§ TASK INSTRUCTIONS:
**1.** In the HDF5eis documentation, rewrite the stretch from "1. store primitive" through "the demo.hdf5 file.", replacing "primitive" with "raw".
**2.** Reproduce every one of the entries that follow the HDF5eis documentation, character for character.
Start of SOURCE EXCERPT
HDF5eis

A solution for handling big, multidimensional timeseries data from environmental sensors in HPC applications.


License
MIT
Install
pip install HDF5eis==0.1.1rc2

Documentation

HDF5eis Python API (read H-D-F-Size)

A solution for handling big, multidimensional timeseries data from environmental sensors in HPC applications.

HDF5eis is designed to

  1. store primitive timeseries data with any number of dimensions;
  2. store auxiliary and meta data in columnar format or as UTF-8 encoded byte streams alongside timeseries data;
  3. provide a single point of fast access to diverse data distributed across many files; and
  4. simultaneously leverage existing technology and minimize external dependencies.
import hdf5eis

with hdf5eis.File("demo.hdf5", mode="w") as demo_file:
    # Add some random multidimensional timeseries data to the demo.hdf5 file.
    first_sample_time = "2022-01-01T00:00:00Z"
    sampling_rate = 100
    demo_file.timeseries.add(
        np.random.rand(32, 16, 8, 16, 32, 1000),
        first_sample_time, 
        sampling_rate,
        tag="random"
End of SOURCE EXCERPT
Start of EXTRACTED RECORDS
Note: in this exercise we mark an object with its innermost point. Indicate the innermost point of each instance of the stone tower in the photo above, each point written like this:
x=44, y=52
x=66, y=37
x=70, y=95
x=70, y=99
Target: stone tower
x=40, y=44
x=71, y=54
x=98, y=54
End of EXTRACTED RECORDS
§ OUTPUTS:
**1.**
1. store raw timeseries data with any number of dimensions;
  2. store auxiliary and meta data in columnar format or as UTF-8 encoded byte streams alongside timeseries data;
  3. provide a single point of fast access to diverse data distributed across many files; and
  4. simultaneously leverage existing technology and minimize external dependencies.
import hdf5eis

with hdf5eis.File("demo.hdf5", mode="w") as demo_file:
    # Add some random multidimensional timeseries data to the demo.hdf5 file.

**2.**
Note: in this exercise we mark an object with its innermost point. Indicate the innermost point of each instance of the stone tower in the photo above, each point written like this:
x=44, y=52
x=66, y=37
x=70, y=95
x=70, y=99
Target: stone tower
x=40, y=44
x=71, y=54
x=98, y=54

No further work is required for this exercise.